_Tarea a_. Devuelve todas las líneas del listado que contengan la cadena "trim". Distingue entre mayúsculas y minúsculas.

_Documento fuente_.
==============================

EL ESPÍRITU SANTO Y LAS CONSTITUCIONES Y REGLAS DE 1982

Las Constituciones y Reglas de 1982reflejan bien la nueva sensibilidad a la actuación del Espíritu que es propia de nuestro tiempo. Hay en ellas quince referencias explícitas al Espíritu en la vida del oblato [111]. Además, varios otros textos pueden ser leídos y profundizados a la luz del Espíritu Santo, como, por ejemplo, lo que concierne al discernimiento, a la disponibilidad y al carisma.

Las ediciones precedentes de las Constituciones hablaban muy poco del Espíritu Santo. En la Regla redactada por el fundador en 1818 se hallan sólo estas palabras “que él llenó de su espíritu” en el famoso Nota bene del capítulo 1 de la primera parte [112], y las prescripciones acerca de la celebración de la Misa del Espíritu Santo y del rezo del Veni Creator al comienzo de los Capítulos generales y de las Misiones [113].

En la presentación de las Constituciones de 1928, el Papa Pío XI escribe: “[…] en el curso de los siglos, según las ocasiones que se presentan y las necesidades de los pueblos, Dios bondadoso continuamente suscita, vivifica y dilata en su Iglesia a grupos de hombres por él elegidos quienes, émulos de los apóstoles de los primeros siglos y animados del mismo espíritu, dejando su patria, van a llevar la luz de Cristo a las regiones lejanas […]” [114]. En el texto mismo de las Constituciones no se encuentra más sobre el Espíritu que lo que hay en la primera Regla escrita por el fundador [115].

==============================

_Listado extraído_.

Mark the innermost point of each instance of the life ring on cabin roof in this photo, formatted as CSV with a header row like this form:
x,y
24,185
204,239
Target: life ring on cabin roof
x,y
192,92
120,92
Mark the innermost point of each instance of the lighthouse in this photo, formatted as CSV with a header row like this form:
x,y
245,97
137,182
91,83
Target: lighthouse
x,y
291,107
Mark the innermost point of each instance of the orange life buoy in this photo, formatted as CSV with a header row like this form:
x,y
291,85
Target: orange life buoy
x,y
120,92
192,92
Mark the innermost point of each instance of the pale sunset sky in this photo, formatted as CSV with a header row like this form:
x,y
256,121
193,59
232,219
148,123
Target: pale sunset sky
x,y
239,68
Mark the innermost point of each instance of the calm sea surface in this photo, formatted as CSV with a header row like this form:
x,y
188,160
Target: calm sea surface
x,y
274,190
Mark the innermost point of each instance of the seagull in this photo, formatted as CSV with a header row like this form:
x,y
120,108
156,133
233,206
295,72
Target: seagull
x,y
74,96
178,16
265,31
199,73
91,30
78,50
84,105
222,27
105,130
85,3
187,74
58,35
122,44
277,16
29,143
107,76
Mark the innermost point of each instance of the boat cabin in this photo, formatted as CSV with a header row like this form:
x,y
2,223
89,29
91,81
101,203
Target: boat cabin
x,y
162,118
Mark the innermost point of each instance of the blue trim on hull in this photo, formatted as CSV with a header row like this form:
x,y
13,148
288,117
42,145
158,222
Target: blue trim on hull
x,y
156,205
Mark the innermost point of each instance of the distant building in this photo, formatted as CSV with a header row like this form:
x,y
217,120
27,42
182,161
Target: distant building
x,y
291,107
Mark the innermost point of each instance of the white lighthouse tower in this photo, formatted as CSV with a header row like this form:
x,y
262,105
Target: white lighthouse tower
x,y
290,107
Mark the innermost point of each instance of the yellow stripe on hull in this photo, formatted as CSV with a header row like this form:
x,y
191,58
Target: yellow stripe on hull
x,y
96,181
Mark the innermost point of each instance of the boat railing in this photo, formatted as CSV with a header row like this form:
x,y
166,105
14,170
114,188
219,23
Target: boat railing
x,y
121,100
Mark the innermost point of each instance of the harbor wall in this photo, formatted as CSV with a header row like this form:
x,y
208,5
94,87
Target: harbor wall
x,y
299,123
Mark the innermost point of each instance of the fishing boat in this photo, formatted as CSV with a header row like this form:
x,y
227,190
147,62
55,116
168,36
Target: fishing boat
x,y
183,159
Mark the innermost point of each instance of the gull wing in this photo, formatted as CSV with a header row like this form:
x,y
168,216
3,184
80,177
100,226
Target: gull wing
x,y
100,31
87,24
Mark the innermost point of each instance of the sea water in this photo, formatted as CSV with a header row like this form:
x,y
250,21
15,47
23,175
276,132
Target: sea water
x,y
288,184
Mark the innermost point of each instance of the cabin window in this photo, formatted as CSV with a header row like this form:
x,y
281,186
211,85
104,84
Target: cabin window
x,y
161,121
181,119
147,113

==============================

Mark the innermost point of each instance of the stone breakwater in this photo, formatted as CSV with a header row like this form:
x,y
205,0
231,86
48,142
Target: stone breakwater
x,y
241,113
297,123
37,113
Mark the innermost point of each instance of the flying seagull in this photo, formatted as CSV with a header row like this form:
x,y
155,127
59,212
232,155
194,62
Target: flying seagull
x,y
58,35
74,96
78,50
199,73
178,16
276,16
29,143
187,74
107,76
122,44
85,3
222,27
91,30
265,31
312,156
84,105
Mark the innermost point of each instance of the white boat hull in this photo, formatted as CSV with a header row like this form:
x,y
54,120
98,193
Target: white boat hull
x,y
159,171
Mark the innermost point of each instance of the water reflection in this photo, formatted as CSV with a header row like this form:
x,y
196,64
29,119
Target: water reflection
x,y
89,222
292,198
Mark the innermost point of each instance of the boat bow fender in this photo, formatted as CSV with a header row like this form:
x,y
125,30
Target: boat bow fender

==============================

_Tarea b_. Según el documento fuente, ¿cuántas referencias explícitas al Espíritu contienen las Constituciones y Reglas de 1982?

_Respuesta a_.
Mark the innermost point of each instance of the blue trim on hull in this photo, formatted as CSV with a header row like this form:
Target: blue trim on hull

_Respuesta b_. Quince referencias explícitas al Espíritu en la vida del oblato.